What the task asks. Quote every line below exactly and skip any picture.

Input data.
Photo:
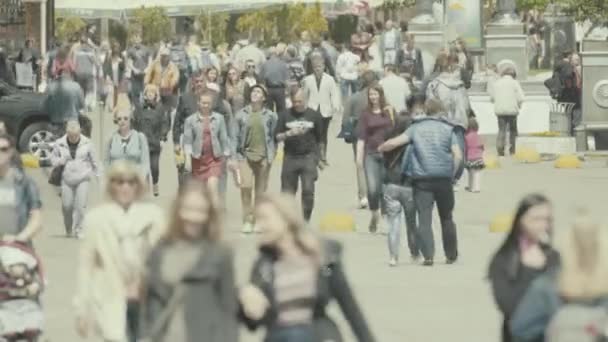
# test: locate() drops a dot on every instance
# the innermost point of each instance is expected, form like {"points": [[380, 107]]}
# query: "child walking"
{"points": [[474, 152]]}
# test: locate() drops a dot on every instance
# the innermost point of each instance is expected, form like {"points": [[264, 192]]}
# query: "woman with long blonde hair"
{"points": [[295, 277], [581, 280], [190, 275], [120, 233]]}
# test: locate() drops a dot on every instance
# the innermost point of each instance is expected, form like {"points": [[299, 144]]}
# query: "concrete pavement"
{"points": [[406, 303]]}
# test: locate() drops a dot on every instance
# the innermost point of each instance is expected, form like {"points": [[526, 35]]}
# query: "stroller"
{"points": [[21, 283]]}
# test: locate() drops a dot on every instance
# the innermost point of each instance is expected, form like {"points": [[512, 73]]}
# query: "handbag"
{"points": [[56, 175]]}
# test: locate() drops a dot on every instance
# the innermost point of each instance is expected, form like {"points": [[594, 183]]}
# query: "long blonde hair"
{"points": [[584, 257], [288, 208]]}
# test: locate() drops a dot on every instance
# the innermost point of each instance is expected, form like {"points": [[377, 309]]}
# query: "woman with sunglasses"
{"points": [[193, 267], [120, 234], [234, 89], [294, 279], [128, 144]]}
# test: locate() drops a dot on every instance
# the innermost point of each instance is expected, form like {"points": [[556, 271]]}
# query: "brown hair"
{"points": [[288, 209], [211, 231]]}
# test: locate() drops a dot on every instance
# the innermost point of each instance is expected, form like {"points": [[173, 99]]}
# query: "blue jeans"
{"points": [[374, 175], [346, 85], [296, 333], [398, 200]]}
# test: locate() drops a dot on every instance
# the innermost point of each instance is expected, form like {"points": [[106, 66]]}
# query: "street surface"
{"points": [[409, 303]]}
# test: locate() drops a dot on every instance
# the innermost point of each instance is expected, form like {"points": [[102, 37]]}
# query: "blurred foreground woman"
{"points": [[294, 278], [190, 291], [112, 258]]}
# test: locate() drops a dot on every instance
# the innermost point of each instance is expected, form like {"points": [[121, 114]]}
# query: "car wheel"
{"points": [[37, 140]]}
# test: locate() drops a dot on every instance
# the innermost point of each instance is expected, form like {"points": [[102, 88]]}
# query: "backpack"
{"points": [[576, 322], [555, 85]]}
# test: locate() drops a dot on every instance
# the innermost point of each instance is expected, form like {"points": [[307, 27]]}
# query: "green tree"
{"points": [[152, 23], [69, 28], [213, 27]]}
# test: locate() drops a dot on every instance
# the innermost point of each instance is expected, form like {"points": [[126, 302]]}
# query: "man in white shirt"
{"points": [[396, 88], [347, 70]]}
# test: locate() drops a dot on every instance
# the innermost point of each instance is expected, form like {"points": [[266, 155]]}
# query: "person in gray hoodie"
{"points": [[75, 153], [431, 164]]}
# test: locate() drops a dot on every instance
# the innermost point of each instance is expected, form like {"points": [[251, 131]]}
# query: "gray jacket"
{"points": [[450, 90], [193, 136], [430, 153], [63, 101], [136, 151], [79, 169], [241, 132]]}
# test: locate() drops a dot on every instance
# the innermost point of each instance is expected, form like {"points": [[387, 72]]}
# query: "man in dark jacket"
{"points": [[432, 164], [188, 105], [151, 120]]}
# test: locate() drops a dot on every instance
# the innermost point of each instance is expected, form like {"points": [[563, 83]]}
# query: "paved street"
{"points": [[407, 303]]}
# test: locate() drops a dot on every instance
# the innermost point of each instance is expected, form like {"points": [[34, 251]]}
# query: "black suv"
{"points": [[25, 119]]}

Finished exercise.
Photo:
# test: locate() drops a dot on every instance
# the innermost point of each instance is expected, form like {"points": [[380, 107]]}
# query: "child walking"
{"points": [[474, 152]]}
# test: locate() drops a dot on every instance
# the innermost point of each instance is expected, form like {"points": [[264, 192]]}
# query: "woman with long blonde hair"
{"points": [[295, 277], [581, 280], [190, 275], [120, 233]]}
# test: locate() drops a dot on every instance
# the innermost point of each instance is expected, form like {"points": [[299, 144]]}
# query: "concrete pavement"
{"points": [[406, 303]]}
# test: locate() drops a dot on every instance
# the innermost point of each instance is expected, form like {"points": [[526, 35]]}
# query: "stroller"
{"points": [[21, 283]]}
# test: locate() drops a dot on every instance
# the innermost point of each instance is expected, form like {"points": [[512, 73]]}
# query: "handbag"
{"points": [[56, 175]]}
# test: locate() drops a dot on every instance
# the innermost point of each instance is expected, form like {"points": [[594, 183]]}
# query: "long blonde hair"
{"points": [[584, 257], [288, 208]]}
# test: locate() drops a dot on every instance
# the innermost point of each instance is expected, form like {"points": [[377, 309]]}
# query: "woman with sunglasses"
{"points": [[193, 267], [120, 234], [234, 89], [294, 279], [128, 144]]}
# test: locate() drops a dot on every instance
# the innermost point of each instance is expected, form like {"points": [[556, 271]]}
# query: "brown hair"
{"points": [[288, 209], [211, 231]]}
# test: locate() drops a dot on every instance
# the innermost point of each instance is expected, form like {"points": [[173, 99]]}
# query: "blue jeans"
{"points": [[374, 175], [346, 85], [296, 333], [398, 200]]}
# test: locate() drops a dot on every instance
# the innermost point of each instance is expected, form like {"points": [[106, 66]]}
# query: "street surface"
{"points": [[409, 303]]}
# test: locate() drops a dot on every instance
# the innermost point of each instance is expected, form like {"points": [[102, 37]]}
# query: "blurred foreground woman"
{"points": [[294, 278], [190, 291], [112, 258]]}
# test: locate() drops a dot on every instance
# the innermost point of each instance is expected, form like {"points": [[121, 114]]}
# query: "car wheel"
{"points": [[37, 140]]}
# test: locate() drops a dot on every instance
# the innermost point of each instance is expected, form like {"points": [[102, 88]]}
# query: "backpack"
{"points": [[576, 322], [555, 85]]}
# test: locate() drops a dot on every instance
# the innermost point of each instance is expected, form like {"points": [[307, 27]]}
# query: "green tree"
{"points": [[152, 23], [69, 28], [213, 27]]}
# test: locate() drops a dot on every instance
# the innermost point of each instance is expected, form like {"points": [[126, 302]]}
# query: "man in white shirt"
{"points": [[396, 88], [347, 70]]}
# test: locate() drops a dot on every instance
# the innermost point of each instance is expected, form like {"points": [[266, 155]]}
# query: "person in gray hoodie"
{"points": [[75, 153], [431, 164]]}
# test: locate() drops a dot on every instance
# the innermost point of each instance is expected, form like {"points": [[251, 131]]}
# query: "gray jacket"
{"points": [[450, 90], [193, 136], [430, 153], [63, 101], [136, 151], [79, 169], [241, 132]]}
# test: locate() drops a dot on every instance
# the innermost point of each instance is expected, form like {"points": [[387, 72]]}
# query: "man in dark jacket"
{"points": [[432, 164], [188, 105], [151, 120]]}
# test: locate() drops a dot on every instance
# the innermost point of each instance is expected, form like {"points": [[563, 83]]}
# query: "paved street"
{"points": [[407, 303]]}
# test: locate() drops a dot on every instance
# the innermost point of each instance is expected, form like {"points": [[34, 251]]}
# query: "black suv"
{"points": [[25, 119]]}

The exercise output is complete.